● Challenge: Retype the lines below, unchanged, from the first line through the line that contains "[631,416,686,446]".

● Material shown:
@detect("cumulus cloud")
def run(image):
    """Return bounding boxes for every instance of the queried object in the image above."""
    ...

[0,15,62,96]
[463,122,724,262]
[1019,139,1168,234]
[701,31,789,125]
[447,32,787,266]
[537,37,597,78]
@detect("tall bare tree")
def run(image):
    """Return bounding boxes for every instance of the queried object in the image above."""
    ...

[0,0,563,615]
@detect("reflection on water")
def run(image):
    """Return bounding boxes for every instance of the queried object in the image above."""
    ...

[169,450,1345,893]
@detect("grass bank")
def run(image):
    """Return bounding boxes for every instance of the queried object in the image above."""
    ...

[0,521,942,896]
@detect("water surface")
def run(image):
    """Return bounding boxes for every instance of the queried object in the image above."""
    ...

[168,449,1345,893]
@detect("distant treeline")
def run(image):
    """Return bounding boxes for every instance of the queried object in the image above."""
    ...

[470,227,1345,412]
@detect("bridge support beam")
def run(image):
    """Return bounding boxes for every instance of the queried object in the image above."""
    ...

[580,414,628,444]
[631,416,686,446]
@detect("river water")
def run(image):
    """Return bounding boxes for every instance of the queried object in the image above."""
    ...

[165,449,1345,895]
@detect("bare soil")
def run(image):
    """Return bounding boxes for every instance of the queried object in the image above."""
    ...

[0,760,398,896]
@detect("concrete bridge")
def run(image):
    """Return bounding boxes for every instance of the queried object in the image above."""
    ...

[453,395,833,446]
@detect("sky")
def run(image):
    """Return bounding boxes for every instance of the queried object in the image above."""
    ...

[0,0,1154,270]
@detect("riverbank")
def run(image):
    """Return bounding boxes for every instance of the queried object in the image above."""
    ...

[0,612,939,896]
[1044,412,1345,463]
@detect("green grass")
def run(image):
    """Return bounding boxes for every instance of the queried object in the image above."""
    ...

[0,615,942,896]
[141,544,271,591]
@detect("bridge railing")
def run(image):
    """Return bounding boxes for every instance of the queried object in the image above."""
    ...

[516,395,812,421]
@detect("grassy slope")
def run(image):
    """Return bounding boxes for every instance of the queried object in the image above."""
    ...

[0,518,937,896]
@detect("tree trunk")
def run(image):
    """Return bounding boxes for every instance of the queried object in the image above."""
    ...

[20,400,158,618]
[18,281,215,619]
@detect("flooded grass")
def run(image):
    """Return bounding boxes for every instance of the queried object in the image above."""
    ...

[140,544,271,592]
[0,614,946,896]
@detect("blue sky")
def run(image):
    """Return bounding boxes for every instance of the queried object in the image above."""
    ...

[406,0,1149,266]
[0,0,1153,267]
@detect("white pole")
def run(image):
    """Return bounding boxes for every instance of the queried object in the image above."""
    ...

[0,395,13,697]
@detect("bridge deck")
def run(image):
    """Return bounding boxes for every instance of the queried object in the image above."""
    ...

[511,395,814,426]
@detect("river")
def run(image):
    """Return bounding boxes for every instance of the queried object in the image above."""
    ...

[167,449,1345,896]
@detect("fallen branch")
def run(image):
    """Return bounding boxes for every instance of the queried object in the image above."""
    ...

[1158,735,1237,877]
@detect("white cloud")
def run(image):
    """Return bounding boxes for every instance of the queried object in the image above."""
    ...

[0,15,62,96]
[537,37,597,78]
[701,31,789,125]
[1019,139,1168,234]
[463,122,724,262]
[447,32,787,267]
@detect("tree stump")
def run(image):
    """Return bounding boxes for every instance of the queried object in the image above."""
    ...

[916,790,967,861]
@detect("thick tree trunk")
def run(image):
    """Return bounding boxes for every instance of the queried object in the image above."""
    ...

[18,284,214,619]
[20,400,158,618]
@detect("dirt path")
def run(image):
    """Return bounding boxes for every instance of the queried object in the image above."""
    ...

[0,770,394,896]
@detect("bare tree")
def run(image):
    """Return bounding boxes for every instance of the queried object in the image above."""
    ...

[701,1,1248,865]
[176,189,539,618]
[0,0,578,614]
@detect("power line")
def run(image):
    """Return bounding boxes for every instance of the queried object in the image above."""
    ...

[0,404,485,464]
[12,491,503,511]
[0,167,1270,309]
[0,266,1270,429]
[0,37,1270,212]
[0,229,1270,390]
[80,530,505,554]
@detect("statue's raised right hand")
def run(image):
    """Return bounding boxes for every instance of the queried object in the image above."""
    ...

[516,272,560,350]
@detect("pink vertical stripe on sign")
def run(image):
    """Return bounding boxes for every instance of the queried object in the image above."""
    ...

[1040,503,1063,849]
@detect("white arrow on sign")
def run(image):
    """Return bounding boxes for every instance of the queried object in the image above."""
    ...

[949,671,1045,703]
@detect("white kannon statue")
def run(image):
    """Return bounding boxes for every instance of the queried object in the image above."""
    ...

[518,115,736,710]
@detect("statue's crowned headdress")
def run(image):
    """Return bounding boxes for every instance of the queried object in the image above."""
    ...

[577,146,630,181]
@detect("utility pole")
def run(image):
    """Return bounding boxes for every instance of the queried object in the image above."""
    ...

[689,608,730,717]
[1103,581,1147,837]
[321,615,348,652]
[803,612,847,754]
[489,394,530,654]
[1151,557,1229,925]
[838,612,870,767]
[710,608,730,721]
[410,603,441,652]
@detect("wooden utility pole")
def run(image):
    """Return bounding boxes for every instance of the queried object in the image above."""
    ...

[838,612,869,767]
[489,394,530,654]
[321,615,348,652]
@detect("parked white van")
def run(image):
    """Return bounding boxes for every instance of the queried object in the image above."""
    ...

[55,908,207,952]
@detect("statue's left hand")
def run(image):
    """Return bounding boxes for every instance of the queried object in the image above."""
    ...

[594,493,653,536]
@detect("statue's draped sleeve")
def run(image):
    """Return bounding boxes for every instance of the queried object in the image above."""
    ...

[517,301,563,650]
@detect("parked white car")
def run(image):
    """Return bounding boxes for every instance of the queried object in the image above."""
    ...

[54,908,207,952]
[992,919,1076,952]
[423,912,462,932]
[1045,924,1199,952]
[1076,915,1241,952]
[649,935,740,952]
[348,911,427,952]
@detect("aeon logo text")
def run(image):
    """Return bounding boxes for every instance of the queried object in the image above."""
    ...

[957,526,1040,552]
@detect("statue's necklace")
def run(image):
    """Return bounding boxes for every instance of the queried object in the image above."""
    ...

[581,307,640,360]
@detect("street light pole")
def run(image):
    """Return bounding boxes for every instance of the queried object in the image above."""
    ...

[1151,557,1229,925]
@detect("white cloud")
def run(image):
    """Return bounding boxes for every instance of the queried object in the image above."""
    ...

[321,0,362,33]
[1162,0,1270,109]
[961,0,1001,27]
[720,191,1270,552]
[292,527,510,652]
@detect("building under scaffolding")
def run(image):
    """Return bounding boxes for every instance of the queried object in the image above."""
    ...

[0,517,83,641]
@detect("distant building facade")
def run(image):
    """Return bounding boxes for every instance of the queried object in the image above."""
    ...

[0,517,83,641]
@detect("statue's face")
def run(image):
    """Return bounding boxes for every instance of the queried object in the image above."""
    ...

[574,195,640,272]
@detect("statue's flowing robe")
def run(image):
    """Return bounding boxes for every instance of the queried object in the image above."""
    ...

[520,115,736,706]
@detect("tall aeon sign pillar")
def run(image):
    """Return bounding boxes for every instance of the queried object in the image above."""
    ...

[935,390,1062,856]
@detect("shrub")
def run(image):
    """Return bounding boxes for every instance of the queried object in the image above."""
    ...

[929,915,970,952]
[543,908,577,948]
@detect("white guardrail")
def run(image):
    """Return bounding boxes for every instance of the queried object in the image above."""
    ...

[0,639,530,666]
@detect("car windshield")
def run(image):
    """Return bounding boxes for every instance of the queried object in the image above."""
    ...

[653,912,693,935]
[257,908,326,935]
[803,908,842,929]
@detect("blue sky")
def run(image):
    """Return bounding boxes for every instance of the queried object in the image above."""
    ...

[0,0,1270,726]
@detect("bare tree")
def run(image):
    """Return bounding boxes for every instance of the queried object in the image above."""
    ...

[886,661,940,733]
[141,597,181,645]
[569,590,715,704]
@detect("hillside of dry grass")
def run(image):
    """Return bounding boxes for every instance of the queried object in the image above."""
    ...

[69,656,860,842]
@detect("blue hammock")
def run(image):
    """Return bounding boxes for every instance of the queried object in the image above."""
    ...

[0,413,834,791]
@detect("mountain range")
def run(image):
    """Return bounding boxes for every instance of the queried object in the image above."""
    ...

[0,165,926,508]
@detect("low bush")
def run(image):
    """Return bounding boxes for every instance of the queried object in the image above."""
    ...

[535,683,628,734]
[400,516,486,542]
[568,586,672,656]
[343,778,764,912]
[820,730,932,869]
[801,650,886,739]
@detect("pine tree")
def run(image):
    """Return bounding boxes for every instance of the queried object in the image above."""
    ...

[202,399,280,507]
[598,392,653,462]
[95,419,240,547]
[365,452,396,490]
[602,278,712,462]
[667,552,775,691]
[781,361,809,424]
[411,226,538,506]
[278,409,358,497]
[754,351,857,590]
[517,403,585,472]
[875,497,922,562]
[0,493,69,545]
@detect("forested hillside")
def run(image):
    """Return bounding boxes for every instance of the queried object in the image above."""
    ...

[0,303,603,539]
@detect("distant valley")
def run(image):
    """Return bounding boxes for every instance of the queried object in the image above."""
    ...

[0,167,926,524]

● Final answer:
@detect("cumulus cloud")
def run(image):
    """Return bounding boxes for every instance of the queried object in the image above."""
    ...

[0,15,62,96]
[463,122,724,262]
[1019,139,1168,234]
[701,31,789,125]
[447,32,787,266]
[537,37,597,78]
@detect("tall bare tree")
def run(image):
    """Return bounding boxes for every instance of the queried object in the image above."""
    ...

[0,0,563,615]
@detect("reflection on water")
def run(image):
    """Return bounding boxes for every instance of the queried object in the image above."""
    ...

[169,450,1345,893]
@detect("grass bank")
def run(image):
    """Return bounding boxes for every instance of the queried object in the image above."""
    ...

[0,521,942,896]
@detect("water surface")
def run(image):
    """Return bounding boxes for every instance of the queried object in the image above."""
    ...

[168,449,1345,893]
@detect("distant treeline")
def run(image):
    """Return bounding boxes for every instance of the queried object in the image above."""
    ...

[470,227,1345,412]
@detect("bridge support beam")
def run(image):
    """Return bounding boxes for every instance of the queried object in the image above."""
    ...

[580,414,628,444]
[631,416,686,446]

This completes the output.